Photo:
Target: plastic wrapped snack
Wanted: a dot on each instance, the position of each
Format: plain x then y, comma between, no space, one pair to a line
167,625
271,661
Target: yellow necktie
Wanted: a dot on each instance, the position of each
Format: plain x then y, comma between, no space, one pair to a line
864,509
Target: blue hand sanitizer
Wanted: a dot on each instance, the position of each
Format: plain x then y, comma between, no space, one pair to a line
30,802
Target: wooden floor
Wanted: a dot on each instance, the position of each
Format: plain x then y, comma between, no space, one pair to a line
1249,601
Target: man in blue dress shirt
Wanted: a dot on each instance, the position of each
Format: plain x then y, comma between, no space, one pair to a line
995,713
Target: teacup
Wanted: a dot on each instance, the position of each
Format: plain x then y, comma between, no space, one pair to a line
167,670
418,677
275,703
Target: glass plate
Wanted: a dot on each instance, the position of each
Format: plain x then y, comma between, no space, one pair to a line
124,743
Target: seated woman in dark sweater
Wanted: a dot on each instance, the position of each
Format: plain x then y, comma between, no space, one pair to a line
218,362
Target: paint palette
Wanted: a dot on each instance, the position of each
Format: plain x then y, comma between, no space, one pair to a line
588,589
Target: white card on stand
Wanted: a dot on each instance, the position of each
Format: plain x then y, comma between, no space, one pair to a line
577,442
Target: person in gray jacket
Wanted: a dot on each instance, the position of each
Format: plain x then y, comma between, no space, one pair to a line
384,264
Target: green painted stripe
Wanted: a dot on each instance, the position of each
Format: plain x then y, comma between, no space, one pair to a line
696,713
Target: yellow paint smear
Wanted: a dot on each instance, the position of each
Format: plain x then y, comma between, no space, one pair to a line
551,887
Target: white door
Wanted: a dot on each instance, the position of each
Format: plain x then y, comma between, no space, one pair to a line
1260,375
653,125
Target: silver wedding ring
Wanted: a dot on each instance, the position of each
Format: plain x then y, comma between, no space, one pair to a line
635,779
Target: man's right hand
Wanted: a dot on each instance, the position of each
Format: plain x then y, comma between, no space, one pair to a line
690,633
◆ ◆ ◆
REQUIREMENTS = Transcribe all of the data above line by line, without altering any character.

ANSWER TO THIS EXERCISE =
Photo:
Target: plastic wrapped snack
Wanted: a dot on each instance, the position of each
Format: plain x then y, comma between, no space, one pair to a line
167,625
271,661
Target: yellow necktie
Wanted: a dot on each instance, the position of each
Format: plain x then y, comma between, no space, one pair to a line
864,509
Target: blue hand sanitizer
Wanted: a dot on each instance, the position of each
Format: plain x then y, comma between, no space, one pair to a line
30,802
Target: wooden floor
Wanted: a dot on each instance, the position of each
Format: plain x then y, comma between, no space, one pair to a line
1249,601
Target: man in blue dress shirt
Wanted: a dot on each instance, the position of each
Format: plain x then y, comma between, no space, one pair to a line
995,713
Target: teacup
Wanted: a dot on each instance, the position of each
Format: plain x then y, comma between, no space, one pair to a line
167,670
418,677
275,703
Target: glass plate
Wanted: a dot on each instance, the position of each
Format: plain x then y, comma between, no space, one pair to a line
124,743
Target: seated woman in dark sweater
Wanted: a dot on each instance, the position of each
Format: plain x then y, comma between, no space, one pair to a line
218,362
Target: paint palette
Wanted: a dot on each instance, the position of each
Format: plain x then y, comma between, no space, one pair to a line
588,589
Target: white card on stand
Wanted: a dot on each instance, the position of each
Format: plain x then y, comma between, no space, one pair to a line
577,442
Target: person in gray jacket
Wanted: a dot on each instance, the position of each
Format: plain x then y, comma between, no space, one pair to a line
384,264
Target: green painted stripe
Wanted: a dot on each instance, the position of each
Format: plain x then y, comma between, no space, one pair to a line
696,713
Target: yellow paint smear
Wanted: a dot on each instance, the position of each
Format: plain x then y, comma between, no space, one pair to a line
551,887
Target: white door
Wanted: a dot on each instance, the position of each
Format: plain x then y, comma between, no space, one pair to a line
1260,375
653,125
Target: silver wedding ring
Wanted: a dot on each instance, the position of each
Format: plain x then y, comma between, no space, one pair to a line
635,779
Target: man's right hand
Wanted: a dot on each instance, the position of each
Format: plain x then y, comma between, no space, one pair to a line
690,633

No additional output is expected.